→ **TASK TO COMPLETE**
Print every one of the rows below word for word, but leave out the pictures.

(Location labeling rows)
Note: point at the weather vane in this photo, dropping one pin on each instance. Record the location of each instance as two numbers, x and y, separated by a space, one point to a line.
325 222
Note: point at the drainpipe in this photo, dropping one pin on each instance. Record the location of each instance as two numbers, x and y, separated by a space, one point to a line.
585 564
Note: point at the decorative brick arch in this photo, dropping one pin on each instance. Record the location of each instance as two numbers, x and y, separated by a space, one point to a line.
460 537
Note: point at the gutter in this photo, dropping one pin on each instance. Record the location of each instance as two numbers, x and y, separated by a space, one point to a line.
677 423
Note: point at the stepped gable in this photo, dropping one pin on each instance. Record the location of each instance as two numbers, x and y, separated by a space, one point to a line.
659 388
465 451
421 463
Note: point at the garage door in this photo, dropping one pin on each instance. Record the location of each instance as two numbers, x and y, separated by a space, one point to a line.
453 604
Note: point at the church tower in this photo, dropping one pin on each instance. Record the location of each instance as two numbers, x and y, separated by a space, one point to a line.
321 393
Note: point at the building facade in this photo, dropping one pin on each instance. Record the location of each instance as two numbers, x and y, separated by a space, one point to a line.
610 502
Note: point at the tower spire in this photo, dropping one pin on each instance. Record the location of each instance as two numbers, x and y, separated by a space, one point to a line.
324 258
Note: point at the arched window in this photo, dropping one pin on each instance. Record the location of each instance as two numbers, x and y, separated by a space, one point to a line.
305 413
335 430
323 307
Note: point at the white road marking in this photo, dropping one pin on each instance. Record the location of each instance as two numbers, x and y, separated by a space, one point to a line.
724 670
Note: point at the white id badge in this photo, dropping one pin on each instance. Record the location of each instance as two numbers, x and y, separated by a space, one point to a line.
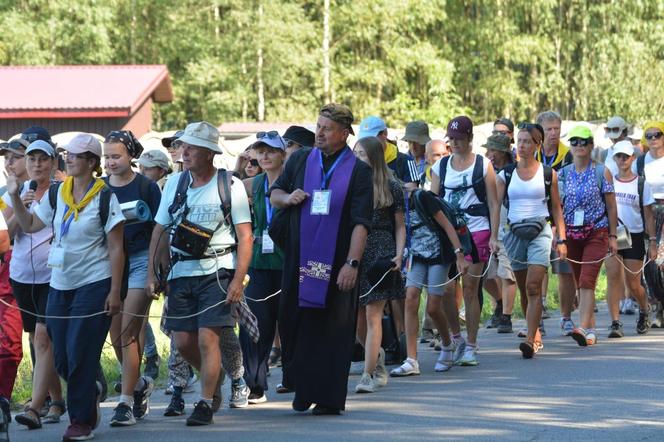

→ **EXPECTED OUTPUT**
Note: point at the weather vane in this photo, dropping one pin on each instance. Record the location of each instance as two numbers, x and y, separated by a space, one point to a line.
325 222
Note: point at the drainpipe in this photo, dropping one pin on each instance. Record the location of each instance as two numbers, x and y, separated by a space, one point to a line.
585 564
Note: point at the decorative brick arch in this photo, dropping one pin on each instance. Record the location of each instance as two numbers, x and y, separated by a space, one point to a line.
460 537
Note: point at the gutter in this photo, dropping one pin on each instance. Record the location of each instance as two numbers, x and y, separated by a space, one point to a line.
677 423
Note: point at the stepped gable in this photo, dropping one pin on each instance. Record the location of each instance as two numbers, x and y, separated by a space, one point to a line.
659 388
465 451
421 463
Note: point at the garage door in this photo, dropping one pin on each instance. Record the location of each instance as two numbers, x and y, separated by a space, one point to a line.
453 604
Note: point at the church tower in this photo, dropping one pin on each instance. Record the location of each instance as two numbers, x and y, separated by a space, one point to a line.
321 393
Note: point at the building facade in this photo, dropping one pin on each instance. Record the location of each instance as two numbers, x and y, separated by a space, one point to a line.
610 502
Note: point at the tower spire in this photo, dropping one pin on each instance. Record the location of each instance as two numbers, x and y, separated by a space, one point to a line.
324 258
Note: point at the arched window in this photo, dropping one pin on each instance. Record the location of each instance as two numbers, x and y, separated by a space, one point to a line.
305 413
335 430
323 307
Note: point at the white road marking in this photo, dropping one pin on each instance. Record the location of each instance as two numbers, x and y, separated by a space, one point to a line.
724 670
Note: point at the white id badge in this photo, dropping one pin on each instance. Record the location of each instance as two numbers, x and y, separated by a space, one point to a line.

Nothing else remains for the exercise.